Work instructions>
Restate the entries below word for word, omitting nothing.

-- Begin Items --

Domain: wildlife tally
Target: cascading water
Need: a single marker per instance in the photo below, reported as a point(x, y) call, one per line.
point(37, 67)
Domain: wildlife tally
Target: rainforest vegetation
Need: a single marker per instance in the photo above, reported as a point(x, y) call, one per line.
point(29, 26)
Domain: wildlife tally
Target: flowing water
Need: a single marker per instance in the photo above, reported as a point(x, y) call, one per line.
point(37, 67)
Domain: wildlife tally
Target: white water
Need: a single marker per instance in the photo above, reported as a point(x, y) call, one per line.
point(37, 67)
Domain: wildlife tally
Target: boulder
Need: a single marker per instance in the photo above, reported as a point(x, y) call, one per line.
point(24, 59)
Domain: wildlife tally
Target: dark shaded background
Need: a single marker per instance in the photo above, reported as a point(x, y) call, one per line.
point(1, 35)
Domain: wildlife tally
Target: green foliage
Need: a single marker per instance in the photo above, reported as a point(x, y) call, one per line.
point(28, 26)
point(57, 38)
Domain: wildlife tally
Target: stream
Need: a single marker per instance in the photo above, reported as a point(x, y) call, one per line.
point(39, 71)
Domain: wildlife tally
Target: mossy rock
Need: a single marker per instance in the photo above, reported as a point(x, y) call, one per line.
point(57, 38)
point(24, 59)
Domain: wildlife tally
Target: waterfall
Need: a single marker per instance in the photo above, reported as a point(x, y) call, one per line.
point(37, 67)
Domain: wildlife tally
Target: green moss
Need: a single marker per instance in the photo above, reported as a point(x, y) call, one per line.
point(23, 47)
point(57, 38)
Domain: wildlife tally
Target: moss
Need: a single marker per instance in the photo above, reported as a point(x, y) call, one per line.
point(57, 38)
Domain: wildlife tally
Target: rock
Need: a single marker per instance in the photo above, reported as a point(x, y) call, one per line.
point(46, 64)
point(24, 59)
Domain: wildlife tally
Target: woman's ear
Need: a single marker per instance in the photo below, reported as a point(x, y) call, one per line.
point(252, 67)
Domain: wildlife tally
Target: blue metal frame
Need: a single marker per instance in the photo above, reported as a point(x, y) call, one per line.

-- End Items --

Task response>
Domain: wildlife tally
Target: cascading water
Need: a single marker per instance in the photo below, reported as a point(x, y) call, one per line.
point(37, 67)
Domain: wildlife tally
Target: rainforest vegetation
Need: a single marker per instance in the photo above, reported as a point(x, y) call, one per line.
point(29, 26)
Domain: wildlife tally
Target: flowing water
Need: a single marker per instance in the photo above, reported as a point(x, y) call, one per line.
point(37, 67)
Domain: wildlife tally
Target: white water
Need: a single marker per instance in the photo above, reported as a point(x, y) call, one per line.
point(37, 67)
Domain: wildlife tally
Target: boulder
Need: a single marker per instance in the photo above, reported as a point(x, y) call, one per line.
point(24, 59)
Domain: wildlife tally
Target: dark shaded background
Need: a single marker per instance in the photo above, reported as a point(x, y) call, one per line.
point(1, 35)
Domain: wildlife tally
Target: green foliage
Need: a single marker per instance in the photo above, reported as a point(x, y) call, one per line.
point(28, 26)
point(57, 38)
Domain: wildlife tally
Target: stream
Need: a single marker per instance in the photo above, reported as a point(x, y) call, one per line.
point(39, 71)
Domain: wildlife tally
Target: mossy rock
Need: a single marker per instance in the photo above, reported as a point(x, y) call, one per line.
point(57, 38)
point(24, 59)
Domain: wildlife tally
Target: waterfall
Need: a single marker per instance in the photo above, reported as a point(x, y) call, one per line.
point(37, 67)
Domain: wildlife tally
Target: green moss
Need: a single marker per instance in the photo above, reported as a point(x, y) call, one per line.
point(23, 47)
point(57, 38)
Domain: wildlife tally
Target: moss
Need: a single marker per instance in the photo above, reported as a point(x, y) call, one per line.
point(57, 38)
Domain: wildlife tally
Target: rock
Need: a single marker per instance in the photo above, reported as a point(x, y) call, one per line.
point(46, 64)
point(24, 59)
Domain: wildlife tally
Target: woman's ear
Need: a single marker per instance in the photo below, reported as a point(x, y) call, one per line.
point(252, 67)
Domain: wildlife tally
Target: blue metal frame
Need: a single marker per instance in the photo above, reported as a point(x, y) call, one per line.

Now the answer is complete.